# [Exercise aim]
Only the line containing "In the photo above, where can the white balcony" and the lines after it, through the end of the data below, are to be returned, each exactly as it stands.

# [Exercise materials]

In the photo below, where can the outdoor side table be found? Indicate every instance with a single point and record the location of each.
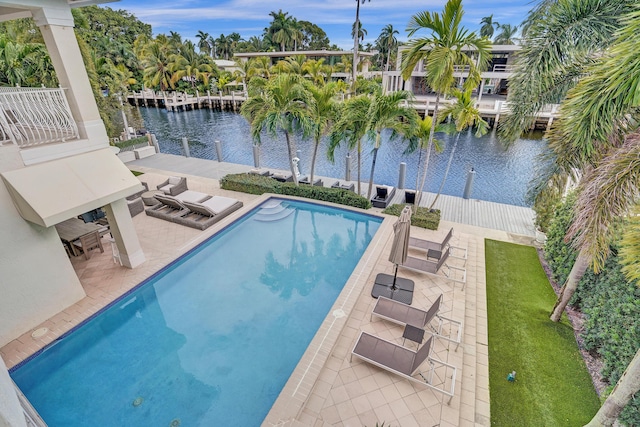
(149, 199)
(413, 333)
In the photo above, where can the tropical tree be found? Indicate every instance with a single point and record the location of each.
(387, 40)
(282, 29)
(488, 25)
(597, 133)
(559, 40)
(464, 114)
(280, 104)
(323, 113)
(507, 34)
(356, 43)
(441, 51)
(351, 127)
(204, 42)
(388, 111)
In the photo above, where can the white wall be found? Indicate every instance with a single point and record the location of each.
(36, 278)
(10, 410)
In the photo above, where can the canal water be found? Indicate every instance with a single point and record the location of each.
(501, 175)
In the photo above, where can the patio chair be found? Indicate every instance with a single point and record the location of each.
(173, 185)
(167, 209)
(435, 249)
(205, 214)
(405, 362)
(383, 196)
(89, 242)
(403, 314)
(427, 266)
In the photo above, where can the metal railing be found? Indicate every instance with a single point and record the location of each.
(35, 116)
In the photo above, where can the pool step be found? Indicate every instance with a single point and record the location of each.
(273, 210)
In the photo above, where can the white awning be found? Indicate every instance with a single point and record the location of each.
(51, 192)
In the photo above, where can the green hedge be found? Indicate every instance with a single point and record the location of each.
(256, 184)
(609, 302)
(421, 217)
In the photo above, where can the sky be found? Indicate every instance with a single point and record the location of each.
(335, 17)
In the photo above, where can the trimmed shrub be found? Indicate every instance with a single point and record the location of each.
(256, 184)
(560, 255)
(421, 217)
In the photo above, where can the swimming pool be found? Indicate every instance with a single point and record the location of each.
(211, 339)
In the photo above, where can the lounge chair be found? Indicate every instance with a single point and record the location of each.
(317, 182)
(89, 242)
(205, 214)
(168, 208)
(405, 363)
(282, 177)
(346, 186)
(404, 314)
(383, 196)
(427, 266)
(173, 185)
(435, 249)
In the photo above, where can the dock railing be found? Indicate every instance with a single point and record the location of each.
(35, 116)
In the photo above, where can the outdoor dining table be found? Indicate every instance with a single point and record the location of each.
(72, 229)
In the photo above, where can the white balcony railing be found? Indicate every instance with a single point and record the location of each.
(32, 116)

# [Output of the task]
In the photo above, where can the white balcony railing be found? Indicate every instance with a single point and record the location of each.
(32, 116)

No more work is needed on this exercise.